Required action —
Drop the images; return everything else in the listing below exactly.

Provided data —
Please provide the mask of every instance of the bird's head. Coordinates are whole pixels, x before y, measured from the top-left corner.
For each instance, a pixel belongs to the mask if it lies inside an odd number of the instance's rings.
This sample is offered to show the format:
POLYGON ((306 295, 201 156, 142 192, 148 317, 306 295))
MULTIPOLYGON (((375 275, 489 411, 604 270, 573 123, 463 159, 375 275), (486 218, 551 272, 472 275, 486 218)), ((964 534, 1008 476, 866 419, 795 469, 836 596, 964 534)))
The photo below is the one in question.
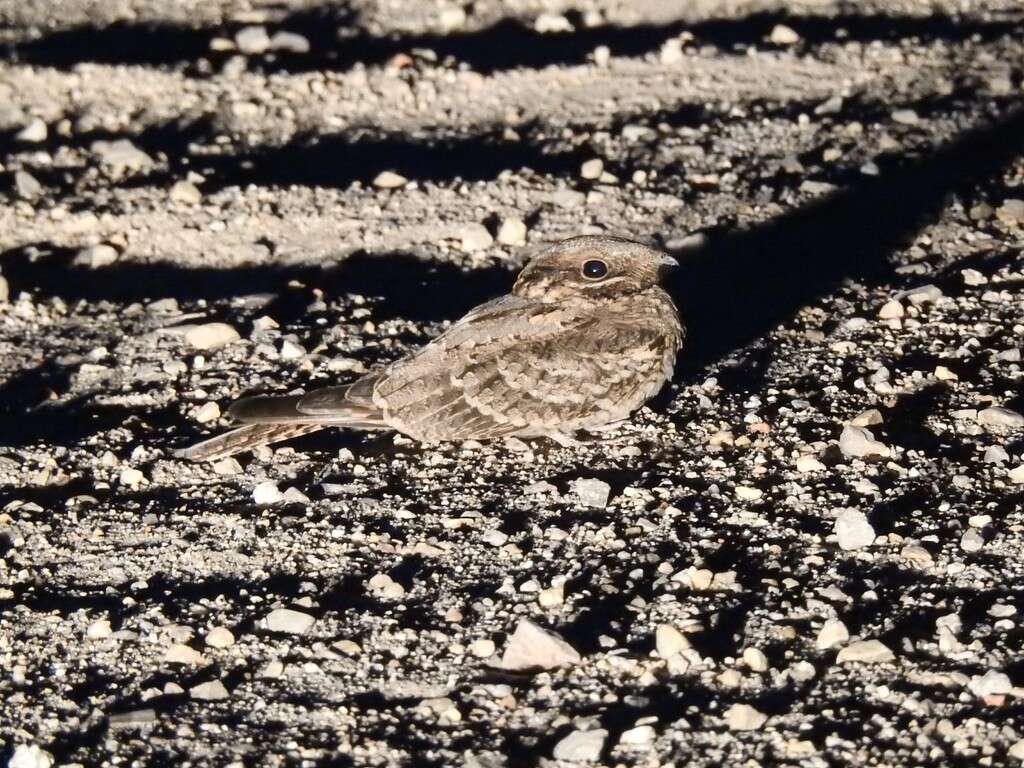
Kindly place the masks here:
POLYGON ((542 302, 610 298, 651 288, 676 266, 671 256, 642 243, 583 235, 537 254, 519 273, 512 292, 542 302))

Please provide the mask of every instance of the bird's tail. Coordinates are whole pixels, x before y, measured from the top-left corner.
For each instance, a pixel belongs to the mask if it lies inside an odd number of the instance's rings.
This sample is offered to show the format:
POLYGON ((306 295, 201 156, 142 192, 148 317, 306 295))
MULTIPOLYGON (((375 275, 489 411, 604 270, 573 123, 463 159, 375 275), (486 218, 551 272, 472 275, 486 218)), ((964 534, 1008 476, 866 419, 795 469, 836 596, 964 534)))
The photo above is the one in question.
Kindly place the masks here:
POLYGON ((304 424, 246 424, 244 427, 211 437, 201 443, 190 445, 188 448, 181 448, 175 451, 174 455, 179 459, 188 459, 189 461, 216 461, 234 456, 242 451, 252 451, 281 440, 308 435, 325 426, 327 425, 309 422, 304 424))
POLYGON ((355 384, 326 387, 308 395, 259 395, 232 404, 228 416, 242 426, 174 452, 180 459, 214 461, 260 446, 308 435, 324 427, 387 429, 383 414, 366 391, 371 376, 355 384))

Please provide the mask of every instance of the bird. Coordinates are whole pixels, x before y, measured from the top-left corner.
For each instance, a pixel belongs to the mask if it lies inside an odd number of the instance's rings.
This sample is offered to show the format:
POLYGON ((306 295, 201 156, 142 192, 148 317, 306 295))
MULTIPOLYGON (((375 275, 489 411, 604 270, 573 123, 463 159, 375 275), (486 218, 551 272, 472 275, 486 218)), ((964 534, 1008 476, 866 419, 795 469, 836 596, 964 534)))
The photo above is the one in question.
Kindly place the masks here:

Exercise solution —
Please provide the mask of every instance of the bird's head. Coordinates are whole pixels, x before y, measured from the top-left corner.
For each instance, a pixel belongs to the mask if it lies inside an odd number of the instance's rings.
This sample is offered to show the format:
POLYGON ((306 295, 201 156, 142 192, 148 317, 306 295))
MULTIPOLYGON (((375 275, 489 411, 604 270, 573 123, 463 159, 375 275), (486 218, 551 272, 472 275, 486 218)), ((964 534, 1008 476, 866 419, 795 469, 836 596, 964 534)))
The photo below is the one in question.
Kindly place the masks here:
POLYGON ((542 302, 610 298, 651 288, 676 266, 671 256, 642 243, 583 235, 537 254, 519 273, 512 292, 542 302))

Please provide the mask of every instance of the bird's tail. Coordinates are whole pixels, x before y, measured from the top-left corner.
For each instance, a pixel belongs to the mask if it lies inside an odd number of the instance's rings.
This sample is offered to show the format:
POLYGON ((306 295, 201 156, 142 192, 148 317, 306 295))
MULTIPOLYGON (((375 275, 489 411, 604 270, 573 123, 463 159, 375 275), (486 218, 551 272, 472 275, 486 218)), ((964 534, 1008 476, 866 419, 795 469, 836 596, 964 534)))
The photo above is the one in question.
Kindly place the masks here:
POLYGON ((304 424, 246 424, 244 427, 211 437, 201 443, 190 445, 188 448, 181 448, 175 451, 174 455, 179 459, 188 459, 189 461, 216 461, 234 456, 242 451, 252 451, 281 440, 308 435, 325 426, 327 425, 309 422, 304 424))
POLYGON ((355 384, 326 387, 308 395, 259 395, 232 404, 228 416, 242 426, 174 452, 180 459, 214 461, 260 446, 308 435, 324 427, 387 429, 383 414, 366 391, 371 376, 355 384))

Please provide the mask of every instance of the bird. Coordinates are whole pixels, x before y, measured from the top-left corner.
For each instance, a pixel belongs to the mask if it lies inside an odd number of the instance's rings.
This sample is offered to show the format:
POLYGON ((306 295, 201 156, 142 192, 148 317, 306 295))
MULTIPOLYGON (((375 275, 489 411, 604 270, 573 123, 463 159, 375 275), (486 218, 551 272, 472 275, 486 218)), ((964 534, 1008 476, 866 419, 795 469, 836 596, 964 534)))
The photo above is the one in question.
Kindly place the masks here:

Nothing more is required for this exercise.